*** Opening TASK DATA ***

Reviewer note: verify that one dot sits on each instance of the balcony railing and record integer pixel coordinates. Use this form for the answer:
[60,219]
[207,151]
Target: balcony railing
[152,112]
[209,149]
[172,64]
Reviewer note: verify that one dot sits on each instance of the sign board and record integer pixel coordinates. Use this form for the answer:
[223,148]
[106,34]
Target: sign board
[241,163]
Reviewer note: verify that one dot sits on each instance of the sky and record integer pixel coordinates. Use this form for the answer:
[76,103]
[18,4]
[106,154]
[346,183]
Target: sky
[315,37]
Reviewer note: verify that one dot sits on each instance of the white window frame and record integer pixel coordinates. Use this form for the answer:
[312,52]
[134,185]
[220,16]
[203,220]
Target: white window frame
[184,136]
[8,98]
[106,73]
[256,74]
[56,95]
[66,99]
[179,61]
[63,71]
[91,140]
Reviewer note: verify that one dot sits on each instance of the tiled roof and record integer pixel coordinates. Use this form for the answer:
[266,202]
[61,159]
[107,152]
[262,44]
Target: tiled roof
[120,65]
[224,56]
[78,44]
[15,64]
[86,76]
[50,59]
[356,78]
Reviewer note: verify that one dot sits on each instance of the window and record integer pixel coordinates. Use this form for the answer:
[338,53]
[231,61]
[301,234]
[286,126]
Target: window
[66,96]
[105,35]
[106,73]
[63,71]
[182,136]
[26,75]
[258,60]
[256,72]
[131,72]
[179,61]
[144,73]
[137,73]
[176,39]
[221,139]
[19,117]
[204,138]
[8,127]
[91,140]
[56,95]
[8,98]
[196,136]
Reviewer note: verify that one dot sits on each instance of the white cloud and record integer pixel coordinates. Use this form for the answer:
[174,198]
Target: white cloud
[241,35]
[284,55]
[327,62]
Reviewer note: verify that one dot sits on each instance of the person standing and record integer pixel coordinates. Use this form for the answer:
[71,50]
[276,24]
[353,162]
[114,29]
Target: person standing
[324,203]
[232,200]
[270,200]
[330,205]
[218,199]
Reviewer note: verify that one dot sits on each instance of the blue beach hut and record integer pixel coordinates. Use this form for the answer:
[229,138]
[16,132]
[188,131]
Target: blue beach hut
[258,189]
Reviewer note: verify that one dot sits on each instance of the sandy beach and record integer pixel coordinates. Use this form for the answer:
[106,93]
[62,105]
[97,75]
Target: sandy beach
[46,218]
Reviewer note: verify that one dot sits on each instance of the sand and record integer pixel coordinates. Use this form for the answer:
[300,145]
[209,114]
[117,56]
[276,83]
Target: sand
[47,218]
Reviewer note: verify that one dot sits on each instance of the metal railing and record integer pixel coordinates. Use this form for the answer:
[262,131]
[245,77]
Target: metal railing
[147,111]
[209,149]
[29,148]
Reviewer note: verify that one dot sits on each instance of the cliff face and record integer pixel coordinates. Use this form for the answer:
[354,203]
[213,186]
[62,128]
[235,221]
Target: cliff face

*** Closing TASK DATA ***

[REQUIRED ACTION] Gather, from the listing above, every line carrying the word "cliff".

[RESPONSE BELOW]
Reviewer note: verify that one dot sits on each instance of the cliff face and record integer pixel coordinates. Use this form for the answer:
Target: cliff face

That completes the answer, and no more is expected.